Requirements: Return each row below that contains the word "dirt", copying every such row in full.

Source records:
────────────────────

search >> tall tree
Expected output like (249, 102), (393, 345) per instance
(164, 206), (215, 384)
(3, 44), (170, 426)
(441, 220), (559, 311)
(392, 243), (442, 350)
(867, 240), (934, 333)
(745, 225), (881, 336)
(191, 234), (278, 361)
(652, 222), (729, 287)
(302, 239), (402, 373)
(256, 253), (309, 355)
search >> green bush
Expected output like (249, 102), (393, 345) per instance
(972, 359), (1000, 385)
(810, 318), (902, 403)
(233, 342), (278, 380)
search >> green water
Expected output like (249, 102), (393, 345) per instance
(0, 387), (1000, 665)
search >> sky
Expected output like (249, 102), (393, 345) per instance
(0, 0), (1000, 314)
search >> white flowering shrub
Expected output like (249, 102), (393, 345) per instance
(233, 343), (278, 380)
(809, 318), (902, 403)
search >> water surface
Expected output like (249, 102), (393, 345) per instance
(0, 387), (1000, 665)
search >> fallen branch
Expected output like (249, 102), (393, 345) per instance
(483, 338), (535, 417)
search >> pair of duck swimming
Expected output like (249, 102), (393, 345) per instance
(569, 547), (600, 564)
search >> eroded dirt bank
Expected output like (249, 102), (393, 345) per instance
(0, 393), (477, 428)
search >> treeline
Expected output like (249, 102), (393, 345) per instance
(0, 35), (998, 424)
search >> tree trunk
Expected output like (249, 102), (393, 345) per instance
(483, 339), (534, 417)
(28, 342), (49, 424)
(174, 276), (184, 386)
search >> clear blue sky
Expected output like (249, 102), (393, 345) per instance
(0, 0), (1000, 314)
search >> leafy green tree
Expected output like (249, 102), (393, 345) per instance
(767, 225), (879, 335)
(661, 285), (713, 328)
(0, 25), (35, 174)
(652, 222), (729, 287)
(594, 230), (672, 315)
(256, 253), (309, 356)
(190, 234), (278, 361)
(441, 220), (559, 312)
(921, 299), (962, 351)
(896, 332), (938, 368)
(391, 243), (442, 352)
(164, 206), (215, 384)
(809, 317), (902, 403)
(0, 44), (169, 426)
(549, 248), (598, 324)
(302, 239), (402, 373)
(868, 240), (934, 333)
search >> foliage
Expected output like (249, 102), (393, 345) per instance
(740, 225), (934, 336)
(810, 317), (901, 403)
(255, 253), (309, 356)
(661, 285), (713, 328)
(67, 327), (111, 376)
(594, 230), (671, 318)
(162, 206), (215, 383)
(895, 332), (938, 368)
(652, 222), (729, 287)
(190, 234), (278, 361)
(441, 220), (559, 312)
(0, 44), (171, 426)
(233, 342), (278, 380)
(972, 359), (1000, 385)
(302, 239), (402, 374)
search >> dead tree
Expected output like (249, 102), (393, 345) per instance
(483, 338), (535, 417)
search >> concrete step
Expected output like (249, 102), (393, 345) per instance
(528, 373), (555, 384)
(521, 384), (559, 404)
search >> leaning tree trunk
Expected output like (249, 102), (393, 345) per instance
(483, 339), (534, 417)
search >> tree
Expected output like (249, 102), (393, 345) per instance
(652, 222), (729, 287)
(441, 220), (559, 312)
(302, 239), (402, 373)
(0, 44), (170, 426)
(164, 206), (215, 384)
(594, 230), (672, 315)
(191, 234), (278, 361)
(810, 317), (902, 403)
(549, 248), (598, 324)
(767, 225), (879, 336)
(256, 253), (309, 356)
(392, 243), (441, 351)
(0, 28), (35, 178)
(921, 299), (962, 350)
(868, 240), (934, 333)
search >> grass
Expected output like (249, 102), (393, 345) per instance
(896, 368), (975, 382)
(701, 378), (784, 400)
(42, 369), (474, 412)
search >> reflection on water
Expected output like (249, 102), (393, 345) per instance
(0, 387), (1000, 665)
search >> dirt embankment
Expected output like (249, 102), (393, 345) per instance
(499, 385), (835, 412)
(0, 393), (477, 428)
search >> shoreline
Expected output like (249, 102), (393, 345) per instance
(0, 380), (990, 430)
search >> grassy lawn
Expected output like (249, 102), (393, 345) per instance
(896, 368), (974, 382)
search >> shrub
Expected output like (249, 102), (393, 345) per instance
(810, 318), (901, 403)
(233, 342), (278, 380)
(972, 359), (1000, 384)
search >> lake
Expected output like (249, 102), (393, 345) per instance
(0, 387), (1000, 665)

────────────────────

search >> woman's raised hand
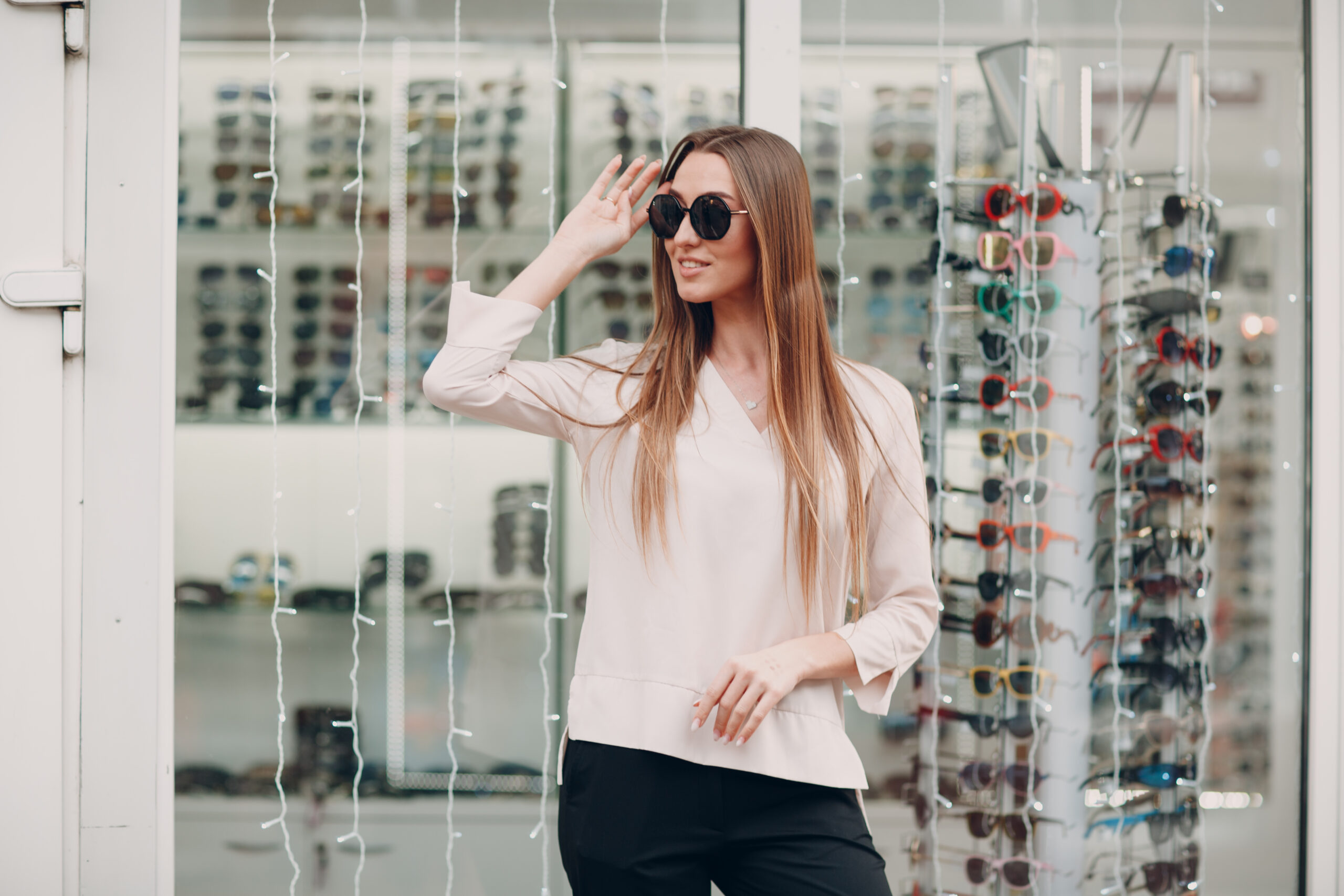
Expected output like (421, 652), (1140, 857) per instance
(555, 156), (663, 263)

────────────────────

Task response:
search >> eroded dirt bank
search >> dirt embankment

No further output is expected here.